**Görev ayrıntıları**
Derbi yazısına göre Beşiktaş-Galatasaray maçı hangi skorla bitti?

Manchester United-Liverpool maçını izledikten sonra, 'bizim derbimiz' olan Beşiktaş Galatasaray maçı pek keyif vermedi. 2-1 Beşiktaş`ın üstünlüğüyle biten derbide tek tesellim pandemiyi unutturan stadın atmosferiydi. Galatasaray`ın kadrosu açıklanınca Diagne maçın yıldızı olur dedim. Gelin görün ki Diagne ve Taylan Antalyalı sahada yok gibiydi. Bizim takımların sürekli kanayan yarası olan 'şut atmama' kısırlığı Cicaldau`nun şutu dışında derbide de vardı. O şut da zaten gol ile sonuçlandı. Oyunun genel kontrolü Beşiktaş`taydı. Fatih Terim`in yaptığı değişikler yerindeydi. Maçta kırılma anı ise oyuna henüz yeni girmiş, ayağına top değmemiş olan Mostafa Muhammed`in penaltıyı kaçırmasıydı. Terim, Diagne`yi oyunda tutup 3`lü forvete dönseydi bu durumda sahada kalan Diagne, penaltıyı kullanmış olacaktı. Gol olur, olmaz fakat oyuna ısınmış olan birinin penaltı kaçırma durumu yeni giren oyuncuya göre düşüktür. Hem 3`lü forvetle Galatasaray daha da etkili olabilirdi. Maçın asıl kazananı ise Ersin Destanoğlu oldu. Tabii Mostafa Muhammed sayesinde.

**Veri alıntısı**
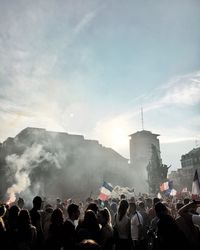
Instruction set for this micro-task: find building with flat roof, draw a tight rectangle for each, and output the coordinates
[129,130,162,192]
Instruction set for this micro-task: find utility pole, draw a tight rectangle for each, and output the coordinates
[141,107,144,130]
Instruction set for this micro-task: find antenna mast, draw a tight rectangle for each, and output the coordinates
[141,107,144,130]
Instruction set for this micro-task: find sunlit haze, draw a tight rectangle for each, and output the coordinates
[0,0,200,170]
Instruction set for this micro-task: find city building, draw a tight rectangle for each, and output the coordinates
[130,130,162,192]
[168,147,200,191]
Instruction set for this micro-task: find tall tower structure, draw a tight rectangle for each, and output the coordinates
[129,130,162,192]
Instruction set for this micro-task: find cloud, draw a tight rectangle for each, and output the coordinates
[94,71,200,157]
[160,72,200,105]
[74,11,96,34]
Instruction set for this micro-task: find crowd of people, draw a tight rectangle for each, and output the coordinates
[0,195,200,250]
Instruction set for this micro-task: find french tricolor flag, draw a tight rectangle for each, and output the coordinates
[192,170,200,199]
[98,181,113,201]
[160,181,173,192]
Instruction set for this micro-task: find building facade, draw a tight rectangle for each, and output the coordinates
[130,130,162,192]
[169,147,200,191]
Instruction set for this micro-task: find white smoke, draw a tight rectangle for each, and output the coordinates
[110,185,135,199]
[6,144,61,203]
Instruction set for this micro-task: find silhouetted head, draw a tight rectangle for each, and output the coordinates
[17,197,24,209]
[153,197,160,206]
[33,196,42,210]
[76,240,102,250]
[118,200,129,220]
[86,202,99,214]
[8,205,20,219]
[18,209,31,227]
[0,205,6,217]
[97,208,111,226]
[155,202,168,218]
[67,203,80,220]
[51,208,64,225]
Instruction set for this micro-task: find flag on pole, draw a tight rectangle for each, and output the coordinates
[160,181,173,192]
[157,193,162,199]
[192,170,200,199]
[181,187,188,193]
[170,188,177,196]
[98,181,113,201]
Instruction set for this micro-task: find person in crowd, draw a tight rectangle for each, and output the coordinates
[41,204,53,240]
[148,197,160,221]
[17,197,25,209]
[77,210,100,243]
[155,202,189,250]
[63,203,80,250]
[0,205,6,250]
[45,208,64,250]
[86,202,99,215]
[178,200,200,227]
[138,201,150,250]
[114,199,132,250]
[110,199,117,225]
[98,208,113,250]
[76,240,102,250]
[130,203,144,250]
[30,196,44,249]
[6,205,20,250]
[17,209,38,250]
[176,201,200,250]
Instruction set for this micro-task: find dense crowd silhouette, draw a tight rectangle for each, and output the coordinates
[0,195,200,250]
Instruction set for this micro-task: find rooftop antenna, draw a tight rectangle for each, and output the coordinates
[141,107,144,130]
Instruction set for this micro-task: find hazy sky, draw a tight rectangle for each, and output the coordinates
[0,0,200,169]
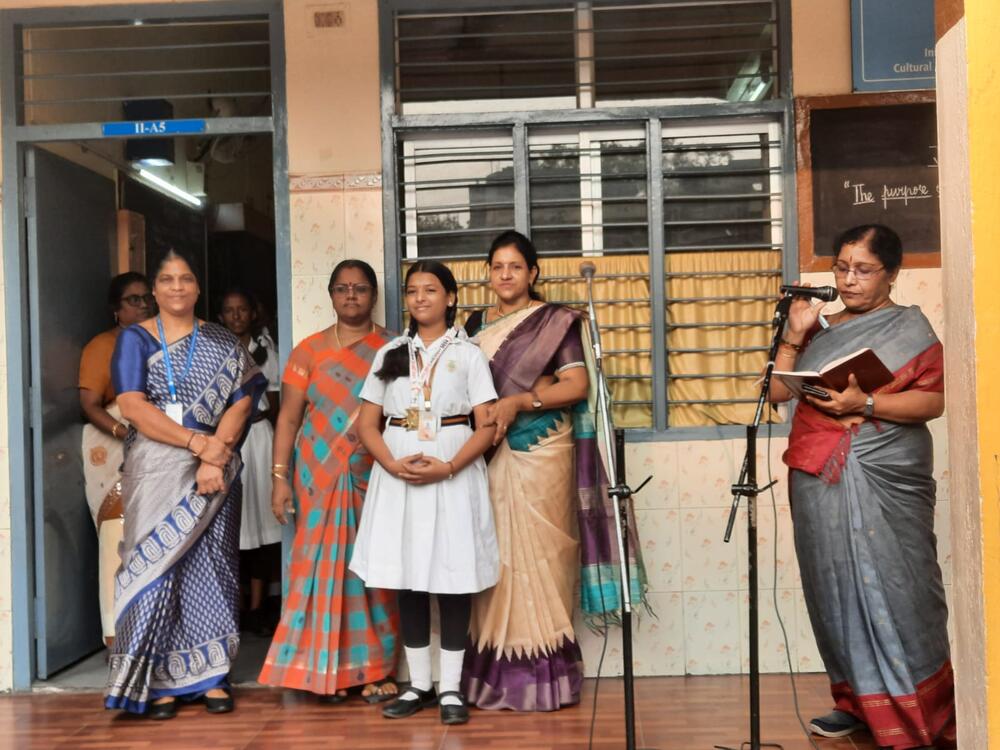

**Çözümünüz**
Maç 2-1 Beşiktaş'ın üstünlüğüyle bitti.